■ Objectif ■
Recopiez mot pour mot l'intégralité du texte ci-dessous sur l'exposition Picasso au Musée d'Orsay.

___ Bloc de texte ___

L’hiver approche et il devient difficile de continuer d’arpenter les rues de Paris dans le froid. Venez pousser les portes du Musée d’Orsay, cette ancienne gare qui nous émerveille toujours par laquelle Picasso arrive à Paris pour la première fois en 1900. A l’intérieur, vous découvrez quelque chose d’inédit, le Musée d’Orsay et le Musée Picasso collaborent et présentent pour la première fois dans son ensemble la période bleue et rose de Picasso. Cette exposition propose une nouvelle lecture des années 1900-1906 de l’artiste à travers des chefs d’oeuvre parfois ignorés du public. Mais pourquoi Picasso, véritable icône de l’art moderne, est-il exposé à Orsay ? C’est une volonté de la part du musée de montrer que Picasso est aussi beaucoup rattaché au XIXe siècle, qu’il se place dans une continuité et pas totalement dans une rupture. L’exposition, plutôt que de séparer distinctement les deux périodes comme il est fait habituellement, veut surtout les relier.

___ Enregistrements ___

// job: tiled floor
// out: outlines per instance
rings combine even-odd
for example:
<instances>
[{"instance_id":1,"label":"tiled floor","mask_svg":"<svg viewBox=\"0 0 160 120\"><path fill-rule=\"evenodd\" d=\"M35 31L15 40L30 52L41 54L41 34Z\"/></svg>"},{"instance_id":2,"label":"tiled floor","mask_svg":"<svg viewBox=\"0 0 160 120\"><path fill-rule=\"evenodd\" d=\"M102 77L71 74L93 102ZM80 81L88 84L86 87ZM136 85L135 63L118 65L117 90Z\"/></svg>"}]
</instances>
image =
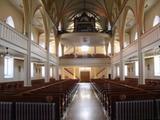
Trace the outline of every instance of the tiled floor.
<instances>
[{"instance_id":1,"label":"tiled floor","mask_svg":"<svg viewBox=\"0 0 160 120\"><path fill-rule=\"evenodd\" d=\"M103 108L89 83L79 83L64 120L107 120Z\"/></svg>"}]
</instances>

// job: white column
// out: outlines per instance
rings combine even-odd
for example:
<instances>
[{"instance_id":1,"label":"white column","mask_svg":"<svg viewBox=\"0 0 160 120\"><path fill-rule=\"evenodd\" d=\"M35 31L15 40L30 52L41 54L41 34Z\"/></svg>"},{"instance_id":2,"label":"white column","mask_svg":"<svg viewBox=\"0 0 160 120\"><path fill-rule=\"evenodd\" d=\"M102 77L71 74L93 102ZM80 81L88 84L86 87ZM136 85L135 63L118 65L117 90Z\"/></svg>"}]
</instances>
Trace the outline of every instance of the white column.
<instances>
[{"instance_id":1,"label":"white column","mask_svg":"<svg viewBox=\"0 0 160 120\"><path fill-rule=\"evenodd\" d=\"M94 54L96 54L97 52L96 52L96 46L94 46Z\"/></svg>"},{"instance_id":2,"label":"white column","mask_svg":"<svg viewBox=\"0 0 160 120\"><path fill-rule=\"evenodd\" d=\"M31 86L31 60L28 55L24 57L24 86Z\"/></svg>"},{"instance_id":3,"label":"white column","mask_svg":"<svg viewBox=\"0 0 160 120\"><path fill-rule=\"evenodd\" d=\"M111 79L114 80L116 78L116 66L114 64L111 65Z\"/></svg>"},{"instance_id":4,"label":"white column","mask_svg":"<svg viewBox=\"0 0 160 120\"><path fill-rule=\"evenodd\" d=\"M55 66L55 79L59 80L59 66L58 65Z\"/></svg>"},{"instance_id":5,"label":"white column","mask_svg":"<svg viewBox=\"0 0 160 120\"><path fill-rule=\"evenodd\" d=\"M45 82L49 82L50 81L50 65L48 60L45 61L44 67L45 67Z\"/></svg>"},{"instance_id":6,"label":"white column","mask_svg":"<svg viewBox=\"0 0 160 120\"><path fill-rule=\"evenodd\" d=\"M105 51L106 51L106 55L108 55L108 45L109 45L109 42L106 40L106 41L105 41Z\"/></svg>"},{"instance_id":7,"label":"white column","mask_svg":"<svg viewBox=\"0 0 160 120\"><path fill-rule=\"evenodd\" d=\"M0 81L4 80L4 57L0 57Z\"/></svg>"},{"instance_id":8,"label":"white column","mask_svg":"<svg viewBox=\"0 0 160 120\"><path fill-rule=\"evenodd\" d=\"M31 26L32 26L32 1L23 0L24 4L24 29L27 40L27 54L24 57L24 86L31 86Z\"/></svg>"},{"instance_id":9,"label":"white column","mask_svg":"<svg viewBox=\"0 0 160 120\"><path fill-rule=\"evenodd\" d=\"M138 84L145 84L145 58L141 49L141 39L138 40L139 77Z\"/></svg>"},{"instance_id":10,"label":"white column","mask_svg":"<svg viewBox=\"0 0 160 120\"><path fill-rule=\"evenodd\" d=\"M125 80L123 50L120 52L120 80Z\"/></svg>"}]
</instances>

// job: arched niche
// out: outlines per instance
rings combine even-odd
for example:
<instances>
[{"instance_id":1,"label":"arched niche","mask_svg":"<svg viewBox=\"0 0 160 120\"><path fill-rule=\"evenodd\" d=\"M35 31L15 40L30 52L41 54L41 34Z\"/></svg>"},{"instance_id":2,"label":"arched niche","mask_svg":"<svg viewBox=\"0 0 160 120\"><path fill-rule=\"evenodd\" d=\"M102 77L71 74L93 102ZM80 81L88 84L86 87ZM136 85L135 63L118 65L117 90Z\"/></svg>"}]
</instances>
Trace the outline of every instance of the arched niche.
<instances>
[{"instance_id":1,"label":"arched niche","mask_svg":"<svg viewBox=\"0 0 160 120\"><path fill-rule=\"evenodd\" d=\"M42 13L41 13L41 7L36 9L33 14L32 31L31 32L32 32L31 39L34 42L39 43L41 45L42 45L42 42L44 42L43 44L45 45L45 34L44 34L45 30L44 30L44 21L43 21L43 17L42 17ZM44 45L43 45L43 47L45 48Z\"/></svg>"},{"instance_id":2,"label":"arched niche","mask_svg":"<svg viewBox=\"0 0 160 120\"><path fill-rule=\"evenodd\" d=\"M126 8L126 14L124 18L124 36L123 36L123 47L127 47L131 42L136 40L137 27L136 19L133 10L130 7Z\"/></svg>"},{"instance_id":3,"label":"arched niche","mask_svg":"<svg viewBox=\"0 0 160 120\"><path fill-rule=\"evenodd\" d=\"M120 39L118 29L115 30L114 33L114 53L120 52Z\"/></svg>"},{"instance_id":4,"label":"arched niche","mask_svg":"<svg viewBox=\"0 0 160 120\"><path fill-rule=\"evenodd\" d=\"M6 24L8 24L9 26L11 26L12 28L15 28L15 24L14 24L14 20L13 20L12 16L8 16L6 18Z\"/></svg>"}]
</instances>

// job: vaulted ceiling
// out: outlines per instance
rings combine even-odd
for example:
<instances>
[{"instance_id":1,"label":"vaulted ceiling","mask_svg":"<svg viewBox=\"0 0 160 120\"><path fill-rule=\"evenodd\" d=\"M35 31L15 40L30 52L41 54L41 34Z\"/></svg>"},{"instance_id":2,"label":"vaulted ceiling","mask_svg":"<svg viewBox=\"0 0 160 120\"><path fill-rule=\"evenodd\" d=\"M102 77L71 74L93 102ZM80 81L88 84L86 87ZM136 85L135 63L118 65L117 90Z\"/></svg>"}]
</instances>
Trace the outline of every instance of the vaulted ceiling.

___

■ Réponse complète ■
L’hiver approche et il devient difficile de continuer d’arpenter les rues de Paris dans le froid. Venez pousser les portes du Musée d’Orsay, cette ancienne gare qui nous émerveille toujours par laquelle Picasso arrive à Paris pour la première fois en 1900. A l’intérieur, vous découvrez quelque chose d’inédit, le Musée d’Orsay et le Musée Picasso collaborent et présentent pour la première fois dans son ensemble la période bleue et rose de Picasso. Cette exposition propose une nouvelle lecture des années 1900-1906 de l’artiste à travers des chefs d’oeuvre parfois ignorés du public. Mais pourquoi Picasso, véritable icône de l’art moderne, est-il exposé à Orsay ? C’est une volonté de la part du musée de montrer que Picasso est aussi beaucoup rattaché au XIXe siècle, qu’il se place dans une continuité et pas totalement dans une rupture. L’exposition, plutôt que de séparer distinctement les deux périodes comme il est fait habituellement, veut surtout les relier.